++++ DATA FOR THE TASK

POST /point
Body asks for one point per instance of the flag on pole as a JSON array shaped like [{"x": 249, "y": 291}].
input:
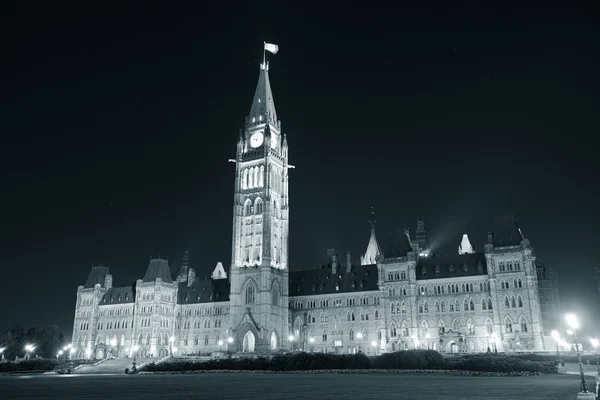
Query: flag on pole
[{"x": 273, "y": 48}]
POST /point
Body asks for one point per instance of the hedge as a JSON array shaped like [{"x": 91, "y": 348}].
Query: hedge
[
  {"x": 29, "y": 365},
  {"x": 401, "y": 360}
]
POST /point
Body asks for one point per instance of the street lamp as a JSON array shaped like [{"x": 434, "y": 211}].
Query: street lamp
[
  {"x": 29, "y": 349},
  {"x": 556, "y": 337},
  {"x": 135, "y": 348},
  {"x": 574, "y": 324},
  {"x": 595, "y": 343}
]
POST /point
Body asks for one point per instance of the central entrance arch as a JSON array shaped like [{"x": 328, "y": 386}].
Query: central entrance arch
[{"x": 248, "y": 342}]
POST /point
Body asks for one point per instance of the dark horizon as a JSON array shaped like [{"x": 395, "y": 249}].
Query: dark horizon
[{"x": 120, "y": 121}]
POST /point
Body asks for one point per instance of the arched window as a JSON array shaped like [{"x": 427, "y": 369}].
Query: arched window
[
  {"x": 258, "y": 206},
  {"x": 470, "y": 327},
  {"x": 250, "y": 293},
  {"x": 424, "y": 328},
  {"x": 523, "y": 324},
  {"x": 248, "y": 208},
  {"x": 393, "y": 332},
  {"x": 489, "y": 327},
  {"x": 274, "y": 295},
  {"x": 405, "y": 332}
]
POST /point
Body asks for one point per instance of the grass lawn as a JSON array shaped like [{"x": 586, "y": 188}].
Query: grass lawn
[{"x": 290, "y": 386}]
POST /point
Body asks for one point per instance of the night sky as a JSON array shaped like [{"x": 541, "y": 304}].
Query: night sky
[{"x": 117, "y": 124}]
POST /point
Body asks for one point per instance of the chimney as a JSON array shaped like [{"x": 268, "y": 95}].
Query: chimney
[
  {"x": 191, "y": 276},
  {"x": 348, "y": 262},
  {"x": 108, "y": 281}
]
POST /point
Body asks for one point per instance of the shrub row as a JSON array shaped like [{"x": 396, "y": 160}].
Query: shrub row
[
  {"x": 28, "y": 366},
  {"x": 401, "y": 360}
]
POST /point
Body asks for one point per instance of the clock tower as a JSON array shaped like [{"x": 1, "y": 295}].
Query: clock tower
[{"x": 259, "y": 259}]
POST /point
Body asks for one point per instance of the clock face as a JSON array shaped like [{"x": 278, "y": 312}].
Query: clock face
[{"x": 256, "y": 139}]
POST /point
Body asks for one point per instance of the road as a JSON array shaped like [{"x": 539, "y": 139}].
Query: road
[{"x": 216, "y": 386}]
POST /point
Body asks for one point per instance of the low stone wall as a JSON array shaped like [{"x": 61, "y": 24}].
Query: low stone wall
[{"x": 353, "y": 371}]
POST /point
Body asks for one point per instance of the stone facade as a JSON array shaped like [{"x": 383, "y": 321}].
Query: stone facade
[{"x": 402, "y": 298}]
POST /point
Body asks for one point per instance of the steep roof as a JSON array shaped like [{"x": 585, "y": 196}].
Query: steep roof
[
  {"x": 203, "y": 291},
  {"x": 399, "y": 244},
  {"x": 451, "y": 266},
  {"x": 506, "y": 232},
  {"x": 263, "y": 103},
  {"x": 158, "y": 268},
  {"x": 118, "y": 295},
  {"x": 321, "y": 281},
  {"x": 96, "y": 276},
  {"x": 373, "y": 250}
]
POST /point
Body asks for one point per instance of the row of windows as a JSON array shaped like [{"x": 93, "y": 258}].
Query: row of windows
[
  {"x": 198, "y": 324},
  {"x": 118, "y": 324},
  {"x": 452, "y": 306},
  {"x": 206, "y": 311},
  {"x": 517, "y": 284},
  {"x": 396, "y": 275},
  {"x": 508, "y": 266},
  {"x": 253, "y": 177},
  {"x": 339, "y": 302},
  {"x": 113, "y": 311},
  {"x": 196, "y": 341},
  {"x": 513, "y": 303}
]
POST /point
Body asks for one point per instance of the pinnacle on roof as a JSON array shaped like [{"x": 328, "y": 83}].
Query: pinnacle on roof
[
  {"x": 465, "y": 246},
  {"x": 263, "y": 106},
  {"x": 373, "y": 249}
]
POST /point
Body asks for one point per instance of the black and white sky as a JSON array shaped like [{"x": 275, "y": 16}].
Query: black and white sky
[{"x": 117, "y": 123}]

++++++++

- [PROMPT]
Output each record verbatim, but skip anything that is a picture.

- [TASK OUTPUT]
POST /point
Body asks for one point per instance of the flag on pole as a JSON array shaped like [{"x": 249, "y": 291}].
input:
Query: flag on pole
[{"x": 273, "y": 48}]
POST /point
Body asks for one point per instance of the hedge as a JSON array shaped like [{"x": 91, "y": 348}].
Query: hedge
[
  {"x": 29, "y": 365},
  {"x": 401, "y": 360}
]
POST /point
Body asks for one point per instance of the street lamp as a JSON array shaped like [{"x": 434, "y": 211}].
Query: street lamp
[
  {"x": 29, "y": 349},
  {"x": 556, "y": 337},
  {"x": 135, "y": 348},
  {"x": 574, "y": 324},
  {"x": 595, "y": 343}
]
POST /point
Body asks for one point per instance of the central entrance arch as a JSON array shaped like [{"x": 328, "y": 386}].
Query: central entrance arch
[{"x": 248, "y": 342}]
POST /point
Body asks for one point per instance of the dark horizon as a JSON array shaped like [{"x": 395, "y": 249}].
Query: dark horizon
[{"x": 120, "y": 121}]
POST /point
Body asks for one point per instance of the arched window as a JSON array shaped like [{"x": 427, "y": 369}].
Query: arched window
[
  {"x": 258, "y": 206},
  {"x": 470, "y": 327},
  {"x": 250, "y": 293},
  {"x": 424, "y": 328},
  {"x": 523, "y": 324},
  {"x": 248, "y": 208},
  {"x": 393, "y": 332},
  {"x": 489, "y": 327},
  {"x": 274, "y": 295},
  {"x": 405, "y": 332}
]
POST /point
Body asks for one point per instance of the grass lawn as a JSON array shaped like [{"x": 586, "y": 188}].
Query: grass lawn
[{"x": 290, "y": 386}]
POST /point
Body asks for one point per instance of the night sky as a JSON array shaped like [{"x": 541, "y": 304}].
Query: night sky
[{"x": 117, "y": 124}]
POST /point
Body asks for one point per instance of the chimney as a JSON array shaped like [{"x": 268, "y": 95}].
Query: chimney
[
  {"x": 191, "y": 276},
  {"x": 348, "y": 262},
  {"x": 108, "y": 281}
]
POST /point
Body asks for one point per instance of the shrub row as a JSON array shaped like [{"x": 396, "y": 160}].
Query: shrub row
[
  {"x": 28, "y": 366},
  {"x": 401, "y": 360}
]
POST /point
Body asks for one point per instance of the clock tower as a JSON array shaped like [{"x": 1, "y": 295}].
Query: clock tower
[{"x": 259, "y": 259}]
POST /point
Body asks for one point per instance of the clock face as a JSON array shaped like [{"x": 278, "y": 312}].
Query: clock face
[{"x": 256, "y": 139}]
POST /point
Body asks for one point per instance of the road as a JSON array shaped like [{"x": 539, "y": 139}].
Query: road
[{"x": 216, "y": 386}]
POST /point
Body asks for one point per instance of the low stone wall as a JSON array shaped like [{"x": 61, "y": 24}].
Query: low stone wall
[{"x": 353, "y": 371}]
POST /point
Body asks for one point per instance of the stone facade as a JSON array shaped like [{"x": 383, "y": 321}].
Query: stone facade
[{"x": 402, "y": 298}]
POST /point
Body asks for one point per instance of the steep roof as a JSON array shaped like [{"x": 585, "y": 196}].
Query: steep roof
[
  {"x": 203, "y": 291},
  {"x": 399, "y": 244},
  {"x": 451, "y": 266},
  {"x": 506, "y": 232},
  {"x": 263, "y": 103},
  {"x": 158, "y": 268},
  {"x": 118, "y": 295},
  {"x": 321, "y": 281},
  {"x": 96, "y": 276},
  {"x": 373, "y": 250}
]
POST /point
Body asks for one point per instance of the row of windows as a JSON array shaped like [{"x": 93, "y": 258}].
Query: row of windows
[
  {"x": 198, "y": 324},
  {"x": 118, "y": 324},
  {"x": 452, "y": 306},
  {"x": 206, "y": 311},
  {"x": 517, "y": 284},
  {"x": 396, "y": 275},
  {"x": 508, "y": 266},
  {"x": 253, "y": 177},
  {"x": 339, "y": 302},
  {"x": 113, "y": 311},
  {"x": 196, "y": 341},
  {"x": 513, "y": 303}
]
POST /point
Body asks for one point per instance of the pinnacle on roof as a JSON array shaped like [{"x": 328, "y": 83}].
Query: pinnacle on roof
[
  {"x": 465, "y": 246},
  {"x": 263, "y": 106},
  {"x": 373, "y": 249}
]
POST /point
Body asks for one point per instance of the black and white sky as a JSON array shaped like [{"x": 275, "y": 16}].
Query: black and white sky
[{"x": 117, "y": 123}]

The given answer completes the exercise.